Divide la vida espiritual en dos partes, a una de las cuales llama “práctica”, y en lo fundamental corresponde a lo que posteriormente se llamará ascética; y la otra “gnóstica”, en el sentido de San Clemente de Alejandría, es decir, mística o contemplativa. El estadio contemplativo, a su vez, se divide en dos: la gnosis inferior, la contemplación de los seres creados en sus causas (esto es, el reflejo de los atributos divinos en las criaturas), y la gnosis superior, la contemplación del mismo Dios.
En muchas de sus sentencias monásticas distingue, entre la multitud de nuestros pensamientos y aspiraciones, los que son favorables a la virtud y los que conducen al pecado, mostrando como hay que fomentar los primeros y apartarnos de los segundos. Evagrio enseña abiertamente la apateia estoica, de la que hace uno de los fundamentos de su espiritualidad. Por eso su doctrina fue muy discutida. San Jerónimo acusa a Evagrio de origenismo y le señala como precursor de Pelagio. Y San Juan Clímaco, a pesar de que se inspira en los escritos de Evagrio, está muy lejos de aceptar sin restricción las opiniones del monje póntico.

> **Material extraído**
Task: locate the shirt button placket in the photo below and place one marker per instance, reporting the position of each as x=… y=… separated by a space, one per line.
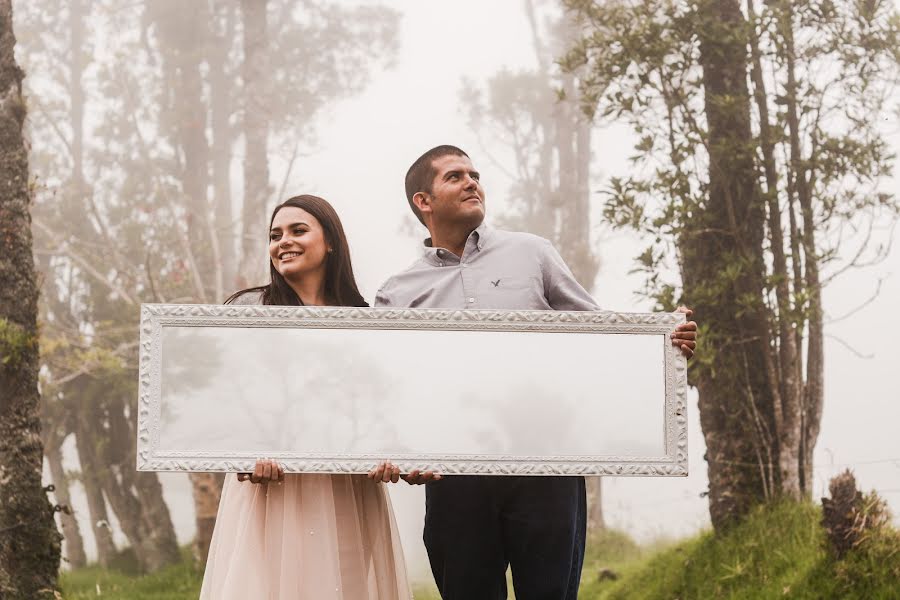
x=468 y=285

---

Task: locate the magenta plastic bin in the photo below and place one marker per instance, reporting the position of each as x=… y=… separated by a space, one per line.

* * *

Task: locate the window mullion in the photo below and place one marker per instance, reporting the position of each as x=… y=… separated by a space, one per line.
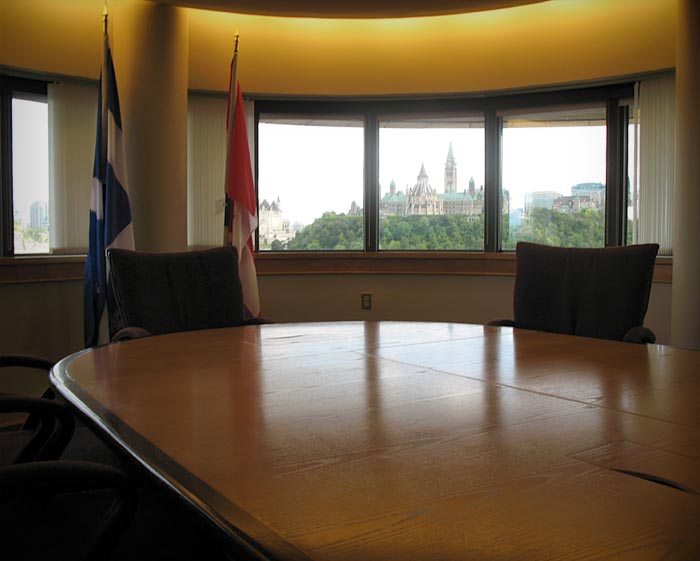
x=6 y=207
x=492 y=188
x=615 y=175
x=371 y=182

> **Lista de tareas**
a) Según el fragmento sobre Evagrio, ¿de qué acusa San Jerónimo a Evagrio?
b) Copia, por favor, el pasaje del fragmento sobre Evagrio que empieza en "En muchas de" y termina en "del monje póntico.".
Para responder, básate solo en el fragmento sobre Evagrio.

> **Respuestas escritas**
a) Lo acusa de origenismo y lo señala como precursor de Pelagio.

b)
En muchas de sus sentencias monásticas distingue, entre la multitud de nuestros pensamientos y aspiraciones, los que son favorables a la virtud y los que conducen al pecado, mostrando como hay que fomentar los primeros y apartarnos de los segundos. Evagrio enseña abiertamente la apateia estoica, de la que hace uno de los fundamentos de su espiritualidad. Por eso su doctrina fue muy discutida. San Jerónimo acusa a Evagrio de origenismo y le señala como precursor de Pelagio. Y San Juan Clímaco, a pesar de que se inspira en los escritos de Evagrio, está muy lejos de aceptar sin restricción las opiniones del monje póntico.